Document excerpt:
◆ ◆ ◆ ◆ ◆

A fresh approach to the diagnosis and treatment of cancer in Ireland is being spearheaded by a major new cancer research centre being established at the University of Limerick.

The Limerick Digital Cancer Research Centre (LDCRC) will collaborate with University Hospital Limerick's clinical oncology experts, as well as technology companies Dell and Becton Dickinson using science, maths and software engineering to develop medical apps and artificial intelligence to assist clinical decisions.

It is being headed by Aedin Culhane, Professor of cancer genomics at the University of Limerick School of Medicine. She has returned from the United States where she was a leader in cancer bioinformatics for 15 years at Harvard University and at the Dana-Farber Cancer Institute, one of the top US cancer hospitals.

At the heart of the work at the LDCRC is single cell molecular and tumour profiling enabling clinicians to better treat individual cancers for patients.

Prof Culhane said: "Single cell profiling of cancer tissues biopsies provide vast amounts of data, requiring complex math and advance statistics but these high-definition digital tumour maps give a greater opportunity to interrogate a patients cancer.

"The centre is a completely new and fresh way of looking at cancer. We're going to use the strengths in technology in maths and software as tools to look at cancer in way more depth, to study individual patients' cancers at single cell and molecule level, so when clinicians treat patients, they are treating that exact tumour for better outcomes and less side effects."

In addition, their research will look in more depth at how the immune system can play a better roll in targeting tumours, in better recognising the cancer and attacking it.

Prof Aedin Culhane (L) and Prof Ruth Clifford

Can this research work find a cure for cancer? That is a massive question according to Prof Culhane, but she says they can certainly do a lot better than they are doing at present.

"Medicine and cancer are turning into a data science so we now have the tools to look at those vast global data sets to better see the molecules in each cell and develop the algorithms necessary," she added.

Prof Ruth Clifford, Consultant Haematologist at University hospital Limerick, who is also Director of Cancer Clinical Trials at UHL, said the new research centre will bring their work to a new level.

"To improve the care of our patients we need to improve cancer diagnostics and cancer treatment. We want to be at the forefront of developing rapidly evolving means of diagnosing, and treating patients, understanding their tumours at a far more in-depth level and to use these outcomes for our patients in the long term.

"This centre affords us this opportunity, because of the digital strengths being brought to the project," Prof Clifford said.

Patients will be part of their work, contributing to the work of the active research centre, bringing their experiences to the table to help design many of the research projects they will be undertaking.

◆ ◆ ◆ ◆ ◆

Provided data:
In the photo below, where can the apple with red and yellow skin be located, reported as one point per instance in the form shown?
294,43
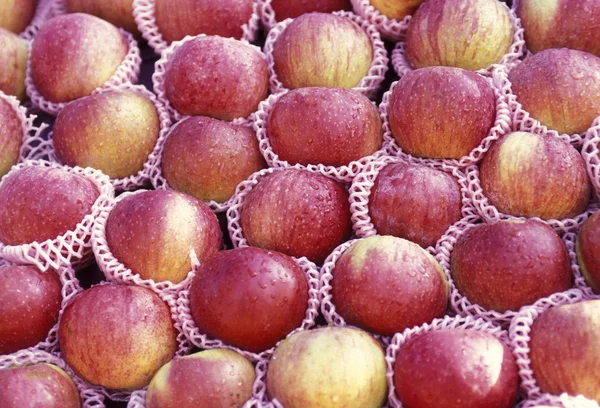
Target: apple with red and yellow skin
560,88
529,175
40,203
438,34
74,54
386,284
414,202
153,232
297,212
441,112
39,385
319,49
217,378
330,126
455,369
207,158
327,367
509,264
117,336
216,77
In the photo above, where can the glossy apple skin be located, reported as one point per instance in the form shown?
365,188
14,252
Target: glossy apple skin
319,49
38,203
330,126
529,175
117,336
386,284
29,305
441,112
298,213
560,88
348,363
414,202
216,77
153,232
217,378
509,264
455,369
565,344
39,386
207,158
74,54
438,34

◆ ◆ ◆ ◆ ◆

Task description:
In the article on the Limerick cancer research centre, which two technology companies will the centre collaborate with?

Exercise output:
Dell and Becton Dickinson